# [Direction]
Report how many lines of the material contain the word "wearing", counting only matches with the same case. Give the number alone.

# [Data items]
○ ○ ○

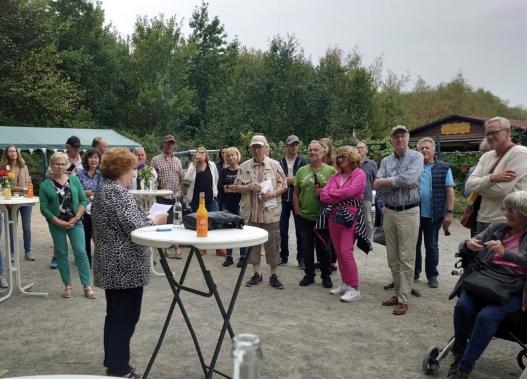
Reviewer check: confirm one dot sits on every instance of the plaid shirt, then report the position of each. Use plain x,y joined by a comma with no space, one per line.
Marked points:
169,173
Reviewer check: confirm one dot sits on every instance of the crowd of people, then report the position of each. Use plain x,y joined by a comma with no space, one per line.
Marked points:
329,194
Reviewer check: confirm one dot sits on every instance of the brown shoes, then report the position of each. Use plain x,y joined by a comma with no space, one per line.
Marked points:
400,309
391,301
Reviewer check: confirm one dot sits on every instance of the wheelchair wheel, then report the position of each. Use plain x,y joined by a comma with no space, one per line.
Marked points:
430,363
521,358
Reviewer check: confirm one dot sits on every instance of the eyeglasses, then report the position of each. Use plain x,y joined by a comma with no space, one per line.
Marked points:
493,133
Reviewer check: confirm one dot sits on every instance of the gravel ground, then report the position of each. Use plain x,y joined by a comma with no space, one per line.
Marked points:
305,332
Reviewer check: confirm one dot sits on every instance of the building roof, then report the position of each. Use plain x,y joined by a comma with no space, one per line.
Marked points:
29,137
514,123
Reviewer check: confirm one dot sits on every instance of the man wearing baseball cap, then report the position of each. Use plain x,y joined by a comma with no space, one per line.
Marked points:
73,149
290,163
170,177
398,183
258,208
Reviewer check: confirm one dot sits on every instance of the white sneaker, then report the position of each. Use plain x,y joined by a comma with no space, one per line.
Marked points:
351,295
340,290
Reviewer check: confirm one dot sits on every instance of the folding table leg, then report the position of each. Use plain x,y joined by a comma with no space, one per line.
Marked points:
176,289
227,317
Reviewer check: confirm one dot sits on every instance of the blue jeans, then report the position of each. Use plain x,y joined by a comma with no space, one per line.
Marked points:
478,323
233,208
25,215
287,209
430,230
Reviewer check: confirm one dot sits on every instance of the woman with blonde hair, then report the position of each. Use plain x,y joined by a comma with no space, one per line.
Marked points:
329,155
202,176
62,203
13,161
342,196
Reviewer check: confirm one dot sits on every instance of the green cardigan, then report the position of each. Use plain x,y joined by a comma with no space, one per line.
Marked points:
49,201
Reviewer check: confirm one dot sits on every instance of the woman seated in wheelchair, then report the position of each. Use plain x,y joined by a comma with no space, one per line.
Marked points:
493,283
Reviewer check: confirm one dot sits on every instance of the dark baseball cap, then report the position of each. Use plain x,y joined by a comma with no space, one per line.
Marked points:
74,141
398,128
292,139
169,138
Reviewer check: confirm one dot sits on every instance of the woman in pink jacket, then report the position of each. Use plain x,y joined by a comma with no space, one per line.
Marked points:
342,196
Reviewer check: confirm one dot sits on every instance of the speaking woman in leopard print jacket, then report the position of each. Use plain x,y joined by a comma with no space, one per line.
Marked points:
120,267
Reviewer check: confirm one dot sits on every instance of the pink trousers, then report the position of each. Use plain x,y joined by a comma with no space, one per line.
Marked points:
343,239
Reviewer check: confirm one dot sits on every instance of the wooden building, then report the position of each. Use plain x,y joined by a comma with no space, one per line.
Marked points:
463,133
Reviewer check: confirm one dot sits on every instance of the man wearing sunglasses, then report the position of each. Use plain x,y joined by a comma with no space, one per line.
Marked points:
499,172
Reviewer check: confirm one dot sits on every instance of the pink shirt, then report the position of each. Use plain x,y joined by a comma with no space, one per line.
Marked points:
510,242
340,187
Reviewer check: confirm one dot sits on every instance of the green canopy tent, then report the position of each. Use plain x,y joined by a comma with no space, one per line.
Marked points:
44,139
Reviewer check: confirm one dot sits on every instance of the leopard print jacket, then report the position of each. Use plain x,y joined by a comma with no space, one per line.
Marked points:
118,262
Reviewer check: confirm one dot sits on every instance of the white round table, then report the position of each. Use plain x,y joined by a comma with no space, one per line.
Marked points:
147,198
164,236
10,210
157,236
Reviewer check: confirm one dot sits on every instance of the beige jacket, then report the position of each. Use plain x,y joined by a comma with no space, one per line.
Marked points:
247,175
492,194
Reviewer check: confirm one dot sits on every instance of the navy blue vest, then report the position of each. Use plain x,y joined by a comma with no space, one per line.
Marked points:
439,172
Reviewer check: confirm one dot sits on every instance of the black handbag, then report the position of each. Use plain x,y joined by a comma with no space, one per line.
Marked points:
217,220
378,235
470,214
492,284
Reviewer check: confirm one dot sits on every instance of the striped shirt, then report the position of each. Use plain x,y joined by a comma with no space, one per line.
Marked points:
403,172
169,173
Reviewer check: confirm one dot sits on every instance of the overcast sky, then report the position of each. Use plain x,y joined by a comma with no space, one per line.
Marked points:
484,39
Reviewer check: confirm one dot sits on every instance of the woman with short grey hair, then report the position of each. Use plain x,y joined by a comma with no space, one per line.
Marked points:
502,246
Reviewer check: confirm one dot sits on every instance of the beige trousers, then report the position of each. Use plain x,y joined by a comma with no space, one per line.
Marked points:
400,230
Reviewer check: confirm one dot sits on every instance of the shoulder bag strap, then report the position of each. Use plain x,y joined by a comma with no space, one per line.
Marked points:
499,159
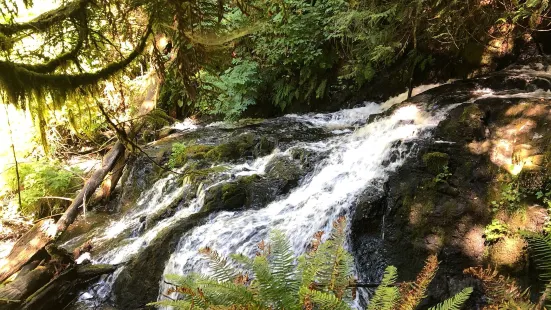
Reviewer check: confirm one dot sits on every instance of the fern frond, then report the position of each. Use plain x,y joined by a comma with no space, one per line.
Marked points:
500,290
456,302
282,261
412,294
321,300
540,245
328,266
387,294
270,290
226,293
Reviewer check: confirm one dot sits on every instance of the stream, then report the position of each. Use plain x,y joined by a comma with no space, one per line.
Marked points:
355,151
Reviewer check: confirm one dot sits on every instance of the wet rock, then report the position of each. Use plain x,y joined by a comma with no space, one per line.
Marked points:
138,282
282,174
486,143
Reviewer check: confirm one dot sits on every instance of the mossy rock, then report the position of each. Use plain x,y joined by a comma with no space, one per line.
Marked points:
138,283
181,154
284,168
436,161
230,195
236,148
472,117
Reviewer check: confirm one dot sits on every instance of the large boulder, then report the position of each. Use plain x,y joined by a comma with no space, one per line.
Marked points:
485,162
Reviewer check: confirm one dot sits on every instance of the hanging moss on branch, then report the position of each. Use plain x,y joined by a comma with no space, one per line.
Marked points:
20,83
46,20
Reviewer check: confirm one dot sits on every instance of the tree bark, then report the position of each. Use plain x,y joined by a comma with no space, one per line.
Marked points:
24,286
47,231
91,185
26,247
61,290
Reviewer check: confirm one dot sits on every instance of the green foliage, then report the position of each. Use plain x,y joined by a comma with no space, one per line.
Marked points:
495,231
272,279
442,176
178,155
510,197
43,179
436,162
233,91
540,246
387,294
456,302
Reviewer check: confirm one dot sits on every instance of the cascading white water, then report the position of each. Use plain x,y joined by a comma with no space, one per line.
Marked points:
354,162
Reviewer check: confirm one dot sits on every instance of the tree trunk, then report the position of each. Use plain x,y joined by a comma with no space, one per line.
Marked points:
61,290
27,246
24,286
46,231
91,185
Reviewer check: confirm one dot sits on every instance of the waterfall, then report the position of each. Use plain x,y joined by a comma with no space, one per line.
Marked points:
355,161
357,156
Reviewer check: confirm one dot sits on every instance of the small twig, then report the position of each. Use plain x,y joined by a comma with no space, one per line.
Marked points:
56,197
14,158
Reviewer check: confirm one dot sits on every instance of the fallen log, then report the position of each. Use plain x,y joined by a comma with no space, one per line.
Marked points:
46,231
24,286
60,291
41,234
27,246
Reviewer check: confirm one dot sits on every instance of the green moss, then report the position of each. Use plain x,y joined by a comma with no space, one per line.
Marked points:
182,153
234,149
436,161
265,146
230,195
472,116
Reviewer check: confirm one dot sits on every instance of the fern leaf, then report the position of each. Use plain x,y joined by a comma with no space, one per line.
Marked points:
541,248
321,300
500,290
455,302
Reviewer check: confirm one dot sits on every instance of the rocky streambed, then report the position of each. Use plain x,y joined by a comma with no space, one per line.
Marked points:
423,176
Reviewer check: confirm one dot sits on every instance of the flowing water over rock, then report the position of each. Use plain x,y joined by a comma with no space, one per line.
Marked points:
322,166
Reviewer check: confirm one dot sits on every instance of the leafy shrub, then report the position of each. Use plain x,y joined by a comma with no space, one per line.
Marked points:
272,280
275,279
178,155
509,198
495,231
43,179
233,91
408,295
442,176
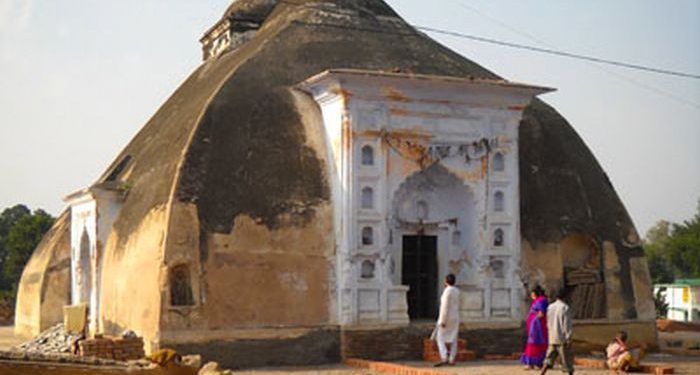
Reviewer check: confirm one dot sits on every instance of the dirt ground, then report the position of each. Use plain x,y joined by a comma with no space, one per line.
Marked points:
683,365
7,338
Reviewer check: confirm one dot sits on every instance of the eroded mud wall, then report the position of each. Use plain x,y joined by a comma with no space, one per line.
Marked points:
131,282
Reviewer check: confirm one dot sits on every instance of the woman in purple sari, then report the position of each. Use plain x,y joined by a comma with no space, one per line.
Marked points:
536,325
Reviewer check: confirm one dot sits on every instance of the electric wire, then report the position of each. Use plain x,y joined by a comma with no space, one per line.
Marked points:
622,77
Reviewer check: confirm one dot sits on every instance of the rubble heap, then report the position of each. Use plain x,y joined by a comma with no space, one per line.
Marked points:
54,340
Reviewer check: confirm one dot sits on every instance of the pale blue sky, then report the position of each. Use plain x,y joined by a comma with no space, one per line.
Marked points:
79,78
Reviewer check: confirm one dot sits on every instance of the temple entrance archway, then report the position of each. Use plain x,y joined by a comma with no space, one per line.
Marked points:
84,278
420,274
435,229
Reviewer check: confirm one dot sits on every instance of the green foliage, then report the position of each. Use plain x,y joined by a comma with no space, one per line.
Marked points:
673,250
20,232
660,304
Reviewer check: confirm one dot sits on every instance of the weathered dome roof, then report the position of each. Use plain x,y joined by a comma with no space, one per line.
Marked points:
230,138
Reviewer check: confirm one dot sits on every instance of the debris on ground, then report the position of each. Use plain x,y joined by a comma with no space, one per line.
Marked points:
212,368
54,340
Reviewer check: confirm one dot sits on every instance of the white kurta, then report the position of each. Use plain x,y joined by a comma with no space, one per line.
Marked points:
449,315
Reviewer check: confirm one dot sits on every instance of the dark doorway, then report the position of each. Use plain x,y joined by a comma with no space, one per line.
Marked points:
419,272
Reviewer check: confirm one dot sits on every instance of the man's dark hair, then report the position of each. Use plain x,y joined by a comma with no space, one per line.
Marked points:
622,335
539,292
560,294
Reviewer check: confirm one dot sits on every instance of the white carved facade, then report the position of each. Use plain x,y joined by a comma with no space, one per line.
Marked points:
427,163
93,212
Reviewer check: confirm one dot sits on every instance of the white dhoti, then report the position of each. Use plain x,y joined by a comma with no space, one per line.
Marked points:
448,324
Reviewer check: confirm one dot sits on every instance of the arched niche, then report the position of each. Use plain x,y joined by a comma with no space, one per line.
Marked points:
367,155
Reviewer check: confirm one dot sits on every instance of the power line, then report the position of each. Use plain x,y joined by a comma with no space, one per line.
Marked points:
550,51
619,76
558,53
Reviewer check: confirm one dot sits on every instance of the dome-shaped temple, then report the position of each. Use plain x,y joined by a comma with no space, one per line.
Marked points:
238,205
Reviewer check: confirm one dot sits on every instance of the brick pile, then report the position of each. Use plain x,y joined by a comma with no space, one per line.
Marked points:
119,349
431,353
128,348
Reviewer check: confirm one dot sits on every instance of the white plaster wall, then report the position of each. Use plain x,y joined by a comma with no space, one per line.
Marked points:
362,111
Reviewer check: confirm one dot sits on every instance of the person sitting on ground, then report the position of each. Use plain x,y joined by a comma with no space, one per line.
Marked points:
620,357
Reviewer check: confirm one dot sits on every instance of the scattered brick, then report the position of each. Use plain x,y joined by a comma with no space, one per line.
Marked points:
431,353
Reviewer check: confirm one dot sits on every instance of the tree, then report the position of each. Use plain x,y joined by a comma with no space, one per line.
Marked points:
673,250
656,249
20,233
8,218
684,248
21,241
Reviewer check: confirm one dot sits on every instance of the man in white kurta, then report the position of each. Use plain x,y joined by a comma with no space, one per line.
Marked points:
560,328
448,321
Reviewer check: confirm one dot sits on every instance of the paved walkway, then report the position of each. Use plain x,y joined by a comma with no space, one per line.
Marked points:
683,365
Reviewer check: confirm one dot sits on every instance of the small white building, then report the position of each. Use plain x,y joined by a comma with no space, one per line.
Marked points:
683,298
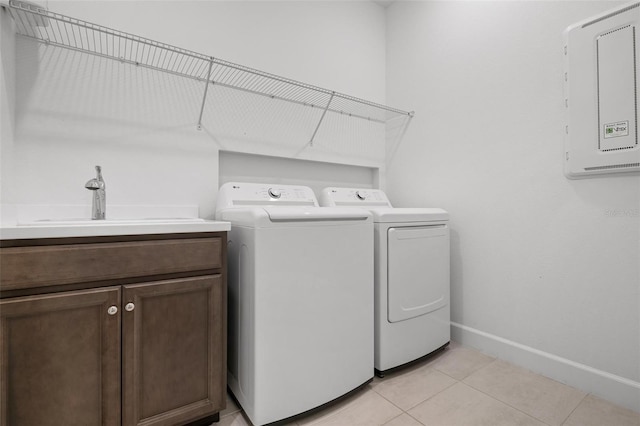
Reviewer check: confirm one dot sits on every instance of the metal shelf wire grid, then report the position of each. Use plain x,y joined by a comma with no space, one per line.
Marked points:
60,30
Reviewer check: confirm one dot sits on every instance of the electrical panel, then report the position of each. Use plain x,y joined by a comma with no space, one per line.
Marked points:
601,93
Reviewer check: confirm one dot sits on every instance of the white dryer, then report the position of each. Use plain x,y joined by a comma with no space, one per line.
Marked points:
300,307
412,313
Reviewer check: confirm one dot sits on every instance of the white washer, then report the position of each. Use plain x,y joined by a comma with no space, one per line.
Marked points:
300,299
412,312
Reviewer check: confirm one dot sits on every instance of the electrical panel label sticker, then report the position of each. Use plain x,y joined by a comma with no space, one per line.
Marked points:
614,130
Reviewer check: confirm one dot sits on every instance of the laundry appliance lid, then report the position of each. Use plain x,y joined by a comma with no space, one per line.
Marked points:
307,214
269,216
400,214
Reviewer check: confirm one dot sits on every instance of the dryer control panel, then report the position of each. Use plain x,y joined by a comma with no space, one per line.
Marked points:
337,197
234,194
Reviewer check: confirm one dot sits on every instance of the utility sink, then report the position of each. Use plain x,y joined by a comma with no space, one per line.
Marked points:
106,222
77,227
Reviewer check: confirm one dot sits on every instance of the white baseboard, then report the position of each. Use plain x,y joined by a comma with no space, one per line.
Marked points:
616,389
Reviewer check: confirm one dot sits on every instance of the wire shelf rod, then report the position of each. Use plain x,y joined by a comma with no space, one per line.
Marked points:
67,32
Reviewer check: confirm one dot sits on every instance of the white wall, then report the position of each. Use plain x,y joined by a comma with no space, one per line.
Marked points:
73,111
545,270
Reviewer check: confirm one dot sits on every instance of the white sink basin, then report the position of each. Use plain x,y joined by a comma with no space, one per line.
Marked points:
106,222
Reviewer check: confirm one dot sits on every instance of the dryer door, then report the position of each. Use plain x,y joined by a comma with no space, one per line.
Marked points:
418,271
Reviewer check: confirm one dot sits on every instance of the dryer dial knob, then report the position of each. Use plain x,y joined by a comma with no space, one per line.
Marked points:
274,193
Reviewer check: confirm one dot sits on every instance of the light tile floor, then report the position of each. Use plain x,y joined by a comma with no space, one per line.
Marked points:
461,387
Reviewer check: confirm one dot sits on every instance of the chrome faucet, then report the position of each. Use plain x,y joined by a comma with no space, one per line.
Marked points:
98,187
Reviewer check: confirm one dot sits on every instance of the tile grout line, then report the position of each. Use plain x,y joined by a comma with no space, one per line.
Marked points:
424,400
508,405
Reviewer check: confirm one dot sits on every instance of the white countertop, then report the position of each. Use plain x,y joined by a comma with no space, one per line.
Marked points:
88,228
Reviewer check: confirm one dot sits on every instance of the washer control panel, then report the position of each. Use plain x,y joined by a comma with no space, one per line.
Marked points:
256,194
334,196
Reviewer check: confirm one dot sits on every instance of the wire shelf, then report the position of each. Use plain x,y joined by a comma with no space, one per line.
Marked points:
52,28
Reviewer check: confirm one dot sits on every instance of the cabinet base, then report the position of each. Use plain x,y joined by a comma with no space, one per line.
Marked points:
205,421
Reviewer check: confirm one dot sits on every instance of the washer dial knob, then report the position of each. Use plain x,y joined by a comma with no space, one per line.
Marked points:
274,193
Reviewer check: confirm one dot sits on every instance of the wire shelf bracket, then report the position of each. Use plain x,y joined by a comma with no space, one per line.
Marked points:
40,24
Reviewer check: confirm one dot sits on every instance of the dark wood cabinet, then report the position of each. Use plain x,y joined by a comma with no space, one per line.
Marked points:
61,359
143,342
171,354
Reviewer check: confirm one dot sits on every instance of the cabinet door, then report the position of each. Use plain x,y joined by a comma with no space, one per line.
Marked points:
174,361
61,359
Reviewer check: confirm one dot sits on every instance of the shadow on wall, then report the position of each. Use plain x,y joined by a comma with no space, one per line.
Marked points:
457,279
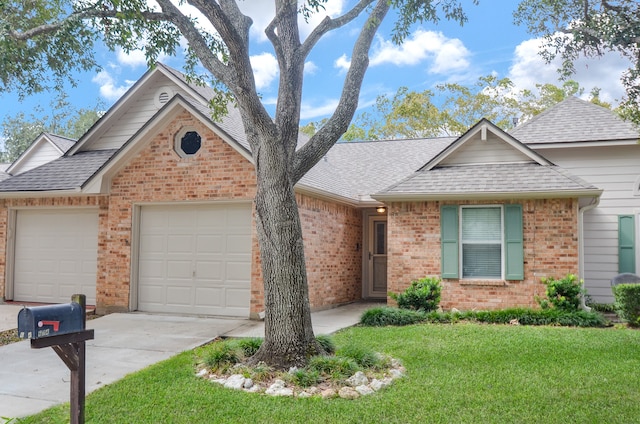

○ ○ ○

# [Solution]
2